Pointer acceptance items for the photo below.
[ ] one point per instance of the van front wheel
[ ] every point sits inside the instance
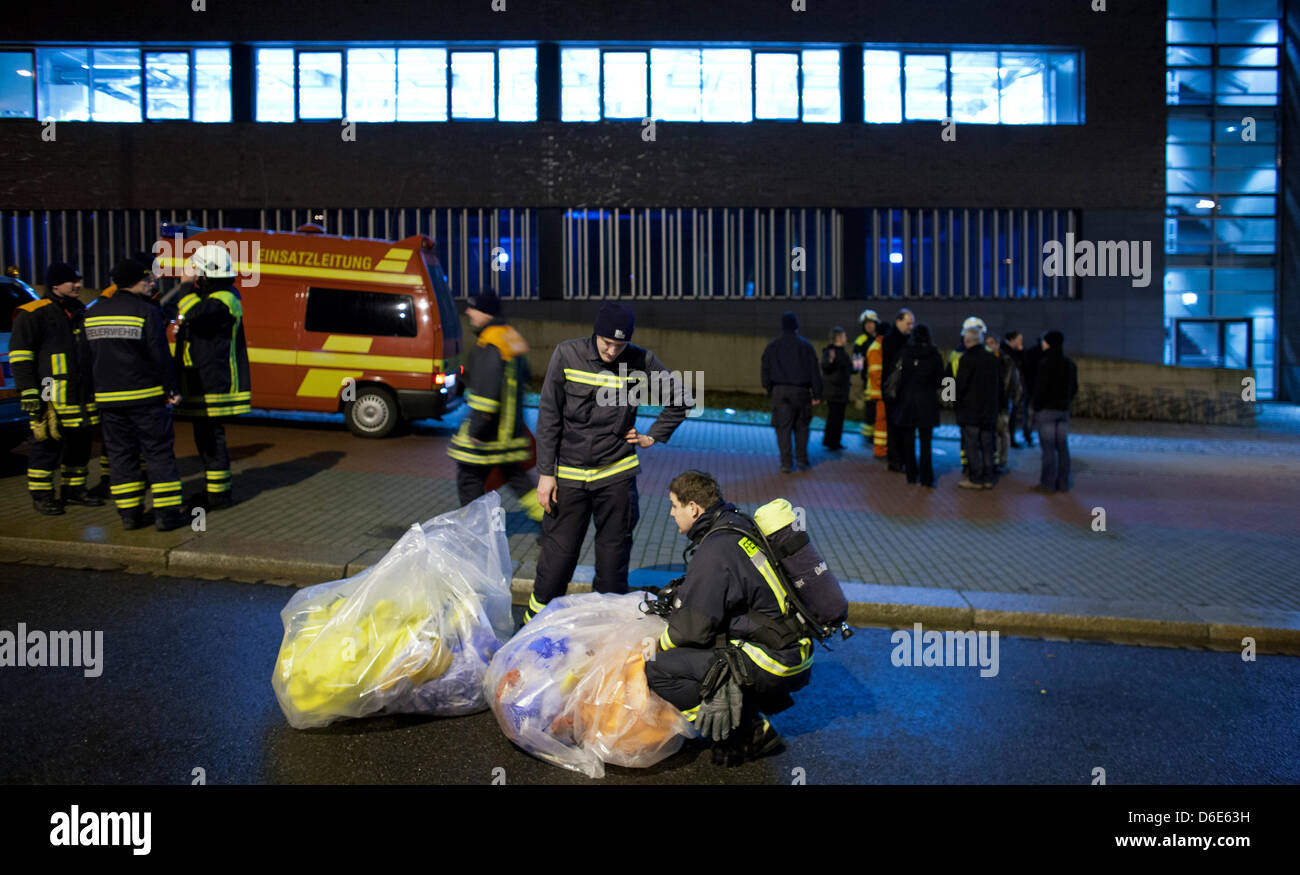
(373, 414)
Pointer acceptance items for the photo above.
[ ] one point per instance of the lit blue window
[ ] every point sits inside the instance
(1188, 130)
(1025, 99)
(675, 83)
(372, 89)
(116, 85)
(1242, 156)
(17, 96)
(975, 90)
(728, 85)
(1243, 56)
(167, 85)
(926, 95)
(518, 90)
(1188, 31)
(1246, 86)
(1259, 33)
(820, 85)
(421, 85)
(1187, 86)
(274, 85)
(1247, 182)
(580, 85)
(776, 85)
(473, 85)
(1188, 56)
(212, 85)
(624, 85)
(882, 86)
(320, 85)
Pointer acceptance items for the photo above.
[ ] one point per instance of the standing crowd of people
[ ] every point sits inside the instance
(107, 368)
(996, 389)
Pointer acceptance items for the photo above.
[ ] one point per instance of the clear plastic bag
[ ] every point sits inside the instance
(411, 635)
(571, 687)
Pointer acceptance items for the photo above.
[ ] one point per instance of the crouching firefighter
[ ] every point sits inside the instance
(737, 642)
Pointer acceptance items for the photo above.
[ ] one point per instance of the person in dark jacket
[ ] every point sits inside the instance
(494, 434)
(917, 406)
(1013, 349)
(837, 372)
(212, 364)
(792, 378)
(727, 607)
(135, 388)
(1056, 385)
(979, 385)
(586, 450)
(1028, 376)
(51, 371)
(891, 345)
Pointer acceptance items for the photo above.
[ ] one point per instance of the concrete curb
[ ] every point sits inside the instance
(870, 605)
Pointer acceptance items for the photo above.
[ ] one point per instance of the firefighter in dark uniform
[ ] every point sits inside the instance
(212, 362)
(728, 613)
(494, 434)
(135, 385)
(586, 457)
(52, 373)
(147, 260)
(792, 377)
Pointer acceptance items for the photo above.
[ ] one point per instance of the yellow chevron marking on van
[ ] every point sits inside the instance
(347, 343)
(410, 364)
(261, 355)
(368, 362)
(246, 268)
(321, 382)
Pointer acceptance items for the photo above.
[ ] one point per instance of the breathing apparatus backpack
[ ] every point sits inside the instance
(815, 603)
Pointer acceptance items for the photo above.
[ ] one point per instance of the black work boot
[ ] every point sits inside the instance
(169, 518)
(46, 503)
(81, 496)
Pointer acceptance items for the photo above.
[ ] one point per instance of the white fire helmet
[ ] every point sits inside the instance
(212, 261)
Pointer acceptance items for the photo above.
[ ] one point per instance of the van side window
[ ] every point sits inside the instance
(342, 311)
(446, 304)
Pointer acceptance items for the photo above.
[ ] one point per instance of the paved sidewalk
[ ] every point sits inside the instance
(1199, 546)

------------------------

[Directive]: Copy every record character for character. Skip the pictures.

[Problem solution]:
Pointer acceptance items for the photo below.
[ ] one point per instance of the van front wheel
[ ] every point sits inside the instance
(373, 414)
Pointer acceptance items for the photo above.
[ ] one point per instance of the lit blue window
[ ] every point sits inside the instance
(1188, 130)
(1025, 99)
(675, 83)
(372, 89)
(116, 85)
(1242, 156)
(17, 96)
(975, 90)
(728, 85)
(1243, 56)
(167, 85)
(926, 95)
(518, 90)
(1188, 31)
(1246, 86)
(1259, 33)
(820, 85)
(421, 85)
(1187, 86)
(274, 85)
(1247, 182)
(580, 85)
(776, 85)
(473, 85)
(1188, 56)
(212, 85)
(624, 85)
(882, 86)
(320, 85)
Pointer acceptance items for the photo above.
[ ] one point per instance of the standing crowd of people
[ ] every point sits inside the instance
(107, 368)
(996, 389)
Pointer acceptance items for the photo above.
[ ] one point per instance of the clear plastic bag
[ ] every point sits inside the instance
(411, 635)
(571, 687)
Pointer acceptance items for the photo above.
[ ] one point per instance of the crouching firefighter
[ ] every point sits inside the instance
(737, 642)
Pointer acceptance items for the photo above.
[ ] one point per instance of the person in dark jacket
[ ] every point sits inside the instance
(494, 434)
(917, 406)
(1013, 349)
(837, 372)
(212, 364)
(792, 378)
(727, 607)
(135, 388)
(1056, 385)
(979, 385)
(586, 450)
(1028, 376)
(51, 371)
(891, 345)
Pointer acceptance items for the photo above.
[ ] one point per instance of the concrete curb
[ ] every point sits inside the instance
(870, 605)
Pointer acceptance items for the photo above.
[ ] one point per instance of the firefighter in dark uniform
[ ] every point sits inside the instance
(212, 362)
(728, 613)
(494, 434)
(135, 385)
(586, 457)
(52, 373)
(147, 260)
(792, 377)
Pointer acceptance items for the photo above.
[ ] one point per instance of the yellow chevron marking on van
[ ] every point sits inside the instance
(347, 343)
(410, 364)
(261, 355)
(368, 362)
(246, 268)
(321, 382)
Pointer acceptance items for the photo above.
[ ] one point per instance of the breathing apparatus backpack
[ ] every point sits inside the instance
(815, 603)
Pointer acceptance items for the photo above.
[ ] one point per instance of the black work boot
[ ] every point sits inside the instance
(169, 518)
(46, 503)
(81, 496)
Pointer acceptance items for the photo above.
[ ] one point per instance of the white fire helmet
[ ] every point sits inside the instance
(212, 261)
Pointer acceptance items for the photo above.
[ ] one point per instance of the van side window
[ ] every point sits inside the instance
(342, 311)
(446, 304)
Pointer acceptance items for the photo above.
[ ] one point per instance of the paved sidewalk
[ ] every point sits inside the instance
(1199, 546)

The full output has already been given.